**WHAT YOU WILL DO:**
Number the lines below as a list, leaving out any blank ones.

**MATERIAL SHOWN:**
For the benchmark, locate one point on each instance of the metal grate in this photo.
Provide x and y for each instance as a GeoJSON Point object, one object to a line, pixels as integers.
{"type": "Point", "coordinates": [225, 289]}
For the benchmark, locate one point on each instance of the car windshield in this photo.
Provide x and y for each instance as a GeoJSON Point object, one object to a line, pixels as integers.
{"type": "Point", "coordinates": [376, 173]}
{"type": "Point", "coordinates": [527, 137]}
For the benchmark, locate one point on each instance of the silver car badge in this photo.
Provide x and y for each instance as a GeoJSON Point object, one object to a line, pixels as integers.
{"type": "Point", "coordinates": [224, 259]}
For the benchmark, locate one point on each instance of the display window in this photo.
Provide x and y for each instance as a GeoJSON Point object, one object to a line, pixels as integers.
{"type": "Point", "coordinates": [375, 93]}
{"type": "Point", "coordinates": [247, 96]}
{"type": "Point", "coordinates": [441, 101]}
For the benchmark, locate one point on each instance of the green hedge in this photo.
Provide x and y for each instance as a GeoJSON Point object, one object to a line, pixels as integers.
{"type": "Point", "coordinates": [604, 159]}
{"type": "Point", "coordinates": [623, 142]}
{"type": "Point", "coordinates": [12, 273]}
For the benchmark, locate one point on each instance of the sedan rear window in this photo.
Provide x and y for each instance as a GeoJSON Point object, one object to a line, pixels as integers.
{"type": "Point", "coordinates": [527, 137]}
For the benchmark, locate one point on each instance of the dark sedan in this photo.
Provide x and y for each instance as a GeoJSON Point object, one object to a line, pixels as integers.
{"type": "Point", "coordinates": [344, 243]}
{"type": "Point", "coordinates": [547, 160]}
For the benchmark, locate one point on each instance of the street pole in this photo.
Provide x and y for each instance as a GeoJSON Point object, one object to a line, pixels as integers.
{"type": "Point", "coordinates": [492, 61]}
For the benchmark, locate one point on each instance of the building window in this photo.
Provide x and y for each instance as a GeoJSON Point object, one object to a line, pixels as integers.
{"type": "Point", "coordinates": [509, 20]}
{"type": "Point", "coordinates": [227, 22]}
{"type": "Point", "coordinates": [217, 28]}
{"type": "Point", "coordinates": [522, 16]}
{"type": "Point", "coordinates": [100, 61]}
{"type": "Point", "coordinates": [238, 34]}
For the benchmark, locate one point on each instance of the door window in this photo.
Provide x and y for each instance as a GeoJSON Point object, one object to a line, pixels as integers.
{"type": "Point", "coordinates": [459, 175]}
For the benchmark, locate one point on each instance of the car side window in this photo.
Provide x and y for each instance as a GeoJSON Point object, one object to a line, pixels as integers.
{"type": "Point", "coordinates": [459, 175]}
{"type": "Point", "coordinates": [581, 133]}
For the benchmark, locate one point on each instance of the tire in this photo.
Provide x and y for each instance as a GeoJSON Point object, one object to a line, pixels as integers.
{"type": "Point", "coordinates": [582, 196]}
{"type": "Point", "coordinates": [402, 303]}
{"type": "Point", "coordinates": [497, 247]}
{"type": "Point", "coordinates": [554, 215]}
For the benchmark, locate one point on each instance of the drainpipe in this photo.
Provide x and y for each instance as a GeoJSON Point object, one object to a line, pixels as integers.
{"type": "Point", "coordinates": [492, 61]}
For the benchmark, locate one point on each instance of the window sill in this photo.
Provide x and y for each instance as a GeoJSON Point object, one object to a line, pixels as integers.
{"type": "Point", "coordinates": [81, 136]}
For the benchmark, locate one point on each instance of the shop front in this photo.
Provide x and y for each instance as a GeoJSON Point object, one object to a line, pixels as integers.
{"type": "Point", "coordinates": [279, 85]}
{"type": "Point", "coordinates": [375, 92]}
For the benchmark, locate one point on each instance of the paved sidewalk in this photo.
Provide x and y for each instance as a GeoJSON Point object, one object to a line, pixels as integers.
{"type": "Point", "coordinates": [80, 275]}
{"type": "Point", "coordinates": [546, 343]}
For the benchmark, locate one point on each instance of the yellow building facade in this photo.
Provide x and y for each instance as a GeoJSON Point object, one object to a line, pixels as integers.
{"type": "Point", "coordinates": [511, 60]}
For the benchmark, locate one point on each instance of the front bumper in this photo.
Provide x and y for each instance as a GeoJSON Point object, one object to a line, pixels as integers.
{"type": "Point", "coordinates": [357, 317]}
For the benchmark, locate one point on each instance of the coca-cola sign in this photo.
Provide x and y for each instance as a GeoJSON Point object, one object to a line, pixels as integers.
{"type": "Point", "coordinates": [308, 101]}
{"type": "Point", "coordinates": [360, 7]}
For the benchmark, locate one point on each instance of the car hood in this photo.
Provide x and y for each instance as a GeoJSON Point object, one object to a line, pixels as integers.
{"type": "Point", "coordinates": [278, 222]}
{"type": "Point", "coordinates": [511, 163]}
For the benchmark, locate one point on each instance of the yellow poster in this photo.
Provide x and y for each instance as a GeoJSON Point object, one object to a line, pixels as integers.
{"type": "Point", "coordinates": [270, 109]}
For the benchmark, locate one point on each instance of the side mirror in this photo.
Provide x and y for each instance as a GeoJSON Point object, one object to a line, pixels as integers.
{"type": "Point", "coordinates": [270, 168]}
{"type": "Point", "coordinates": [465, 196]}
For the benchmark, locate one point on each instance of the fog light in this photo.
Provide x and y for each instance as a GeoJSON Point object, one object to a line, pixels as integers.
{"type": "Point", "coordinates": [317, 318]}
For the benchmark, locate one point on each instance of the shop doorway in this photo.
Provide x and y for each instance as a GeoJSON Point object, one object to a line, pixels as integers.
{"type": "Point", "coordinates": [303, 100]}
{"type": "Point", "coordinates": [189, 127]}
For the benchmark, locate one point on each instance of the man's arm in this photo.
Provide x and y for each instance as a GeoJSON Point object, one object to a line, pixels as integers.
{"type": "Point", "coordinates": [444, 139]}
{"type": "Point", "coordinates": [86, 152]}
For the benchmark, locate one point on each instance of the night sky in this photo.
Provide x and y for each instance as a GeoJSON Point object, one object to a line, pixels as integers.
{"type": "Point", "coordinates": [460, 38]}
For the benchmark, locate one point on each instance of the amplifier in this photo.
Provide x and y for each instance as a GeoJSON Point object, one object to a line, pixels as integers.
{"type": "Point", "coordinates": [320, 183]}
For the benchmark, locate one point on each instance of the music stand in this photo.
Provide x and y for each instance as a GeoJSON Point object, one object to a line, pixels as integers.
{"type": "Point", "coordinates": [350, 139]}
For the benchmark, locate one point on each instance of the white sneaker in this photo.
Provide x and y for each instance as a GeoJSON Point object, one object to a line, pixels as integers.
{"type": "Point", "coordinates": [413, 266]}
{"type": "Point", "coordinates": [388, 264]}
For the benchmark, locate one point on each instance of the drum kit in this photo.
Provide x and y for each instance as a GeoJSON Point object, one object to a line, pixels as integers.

**TASK SOLUTION:**
1. For the benchmark, locate one point on each instance of the metal grate in this photo.
2. Provide x and y for each instance as a GeoJSON Point object, one object to a line, pixels as integers.
3. {"type": "Point", "coordinates": [225, 289]}
4. For the benchmark, locate one point on each instance of the car windshield in this photo.
5. Provide x and y for each instance as a GeoJSON Point object, one object to a line, pixels as integers.
6. {"type": "Point", "coordinates": [376, 173]}
7. {"type": "Point", "coordinates": [527, 137]}
8. For the benchmark, locate one point on each instance of the silver car badge in this photo.
9. Provide x and y for each instance as a GeoJSON Point object, one object to a line, pixels as integers.
10. {"type": "Point", "coordinates": [224, 259]}
11. For the benchmark, locate one point on each instance of the display window in this photo.
12. Provide x and y for each instance as a GeoJSON Point object, one object to a line, pixels as integers.
13. {"type": "Point", "coordinates": [375, 93]}
14. {"type": "Point", "coordinates": [247, 96]}
15. {"type": "Point", "coordinates": [441, 101]}
16. For the benchmark, locate one point on each instance of the green hedge in this photo.
17. Provide x and y for each instance as a GeoJSON Point object, one object to a line, pixels as integers.
18. {"type": "Point", "coordinates": [604, 159]}
19. {"type": "Point", "coordinates": [623, 142]}
20. {"type": "Point", "coordinates": [12, 273]}
21. For the benchmark, locate one point on each instance of the sedan rear window in this photo.
22. Provide x and y for each instance as a GeoJSON Point object, one object to a line, pixels as integers.
23. {"type": "Point", "coordinates": [527, 137]}
24. For the benchmark, locate one point on each instance of the dark sedan in this photo.
25. Provide x and y for each instance as a GeoJSON Point object, one object to a line, pixels as integers.
26. {"type": "Point", "coordinates": [344, 243]}
27. {"type": "Point", "coordinates": [547, 160]}
28. For the benchmark, locate one point on each instance of the street pole in this photo.
29. Provide x and y for each instance as a GeoJSON Point object, one object to a line, pixels as integers.
30. {"type": "Point", "coordinates": [492, 61]}
31. For the benchmark, locate one point on each instance of the building window in this photo.
32. Provide x and y for each instance as a GeoJSON Point object, one object to a line, pixels as integers.
33. {"type": "Point", "coordinates": [509, 20]}
34. {"type": "Point", "coordinates": [227, 22]}
35. {"type": "Point", "coordinates": [217, 28]}
36. {"type": "Point", "coordinates": [522, 16]}
37. {"type": "Point", "coordinates": [100, 61]}
38. {"type": "Point", "coordinates": [238, 34]}
39. For the benchmark, locate one point on each instance of the door window in this photo.
40. Provide x and y for each instance as a GeoJSON Point object, one object to a line, pixels as integers.
41. {"type": "Point", "coordinates": [459, 175]}
42. For the benchmark, locate one point on each instance of the car side window in this photo.
43. Provide x and y for each instance as a GeoJSON Point object, one object to a line, pixels as integers.
44. {"type": "Point", "coordinates": [459, 175]}
45. {"type": "Point", "coordinates": [581, 133]}
46. For the benchmark, locate one point on each instance of the tire in this photo.
47. Provide x and y for each instance as a GeoJSON Point object, one object to a line, pixels as integers.
48. {"type": "Point", "coordinates": [582, 196]}
49. {"type": "Point", "coordinates": [402, 303]}
50. {"type": "Point", "coordinates": [497, 247]}
51. {"type": "Point", "coordinates": [554, 215]}
52. For the benchmark, locate one point on each instance of the drainpipe in this photo.
53. Provide x and y for each instance as a GeoJSON Point object, one object to a line, pixels as integers.
54. {"type": "Point", "coordinates": [492, 61]}
55. For the benchmark, locate one point on each instance of the window sill in this photo.
56. Provide x and y for each instance as a GeoJSON Point object, one object to a line, pixels as integers.
57. {"type": "Point", "coordinates": [81, 136]}
58. For the benchmark, locate one point on each instance of the shop front in this photo.
59. Provide x and y for each instance as a GeoJSON Point object, one object to a line, pixels as integers.
60. {"type": "Point", "coordinates": [279, 85]}
61. {"type": "Point", "coordinates": [375, 92]}
62. For the benchmark, locate one point on each instance of the paved sidewalk in this photo.
63. Provide x and y for each instance as a GeoJSON Point object, one object to a line, pixels as integers.
64. {"type": "Point", "coordinates": [80, 275]}
65. {"type": "Point", "coordinates": [546, 343]}
66. For the benchmark, locate one point on each instance of the yellow building facade in this photo.
67. Provide x and y for each instance as a GeoJSON Point object, one object to a line, pixels as integers.
68. {"type": "Point", "coordinates": [511, 60]}
69. For the benchmark, locate one point on each instance of the front bumper in this photo.
70. Provide x and y for each instance as a GeoJSON Point object, one object to a line, pixels as integers.
71. {"type": "Point", "coordinates": [357, 317]}
72. For the benchmark, locate one point on each instance of the coca-cola sign in this photo.
73. Provide x and y for each instance as a GeoJSON Point object, one object to a line, pixels as integers.
74. {"type": "Point", "coordinates": [308, 101]}
75. {"type": "Point", "coordinates": [360, 7]}
76. For the benchmark, locate one point on each instance of the car hood in this photo.
77. Provide x and y for each instance as a GeoJSON Point object, one object to a line, pixels as integers.
78. {"type": "Point", "coordinates": [278, 222]}
79. {"type": "Point", "coordinates": [511, 163]}
80. For the benchmark, locate one point on each instance of the yellow poster in this photo.
81. Provide x and y for each instance as a GeoJSON Point object, one object to a line, pixels as integers.
82. {"type": "Point", "coordinates": [270, 109]}
83. For the benchmark, locate one point on each instance of the side mirror in this photo.
84. Provide x and y for each instance as a GeoJSON Point object, one object to a line, pixels as integers.
85. {"type": "Point", "coordinates": [270, 168]}
86. {"type": "Point", "coordinates": [465, 196]}
87. For the benchmark, locate one point on each instance of the fog light in this photo.
88. Provide x and y for each instance as a GeoJSON Point object, one object to a line, pixels as integers.
89. {"type": "Point", "coordinates": [317, 318]}
90. For the benchmark, locate one point on each instance of the shop doorway in this photo.
91. Provide x and y for each instance as a GeoJSON Point object, one object to a line, pixels as integers.
92. {"type": "Point", "coordinates": [303, 100]}
93. {"type": "Point", "coordinates": [189, 127]}
94. For the benchmark, locate one point on each instance of the man's arm in this photo.
95. Provide x and y for each instance as a GeoJSON Point object, one object to a line, pixels as integers.
96. {"type": "Point", "coordinates": [444, 139]}
97. {"type": "Point", "coordinates": [86, 152]}
98. For the benchmark, locate one point on each instance of the night sky in this photo.
99. Provide x and y for each instance as a GeoJSON Point object, one object to a line, pixels as integers.
100. {"type": "Point", "coordinates": [460, 38]}
101. For the benchmark, locate one point on each instance of the amplifier in this photo.
102. Provide x and y for each instance as a GeoJSON Point object, one object to a line, pixels as integers.
103. {"type": "Point", "coordinates": [320, 183]}
104. For the benchmark, locate one point on each instance of the music stand in this photo.
105. Provide x and y for each instance as a GeoJSON Point object, one object to a line, pixels as integers.
106. {"type": "Point", "coordinates": [350, 139]}
107. For the benchmark, locate one point on each instance of the white sneaker in this photo.
108. Provide x and y for each instance as a GeoJSON Point object, one object to a line, pixels as integers.
109. {"type": "Point", "coordinates": [413, 266]}
110. {"type": "Point", "coordinates": [388, 264]}
111. For the benchmark, locate one point on each instance of the drum kit in this photo.
112. Provide x and y for each instance as a GeoJSON Point object, one object to a line, pixels as integers.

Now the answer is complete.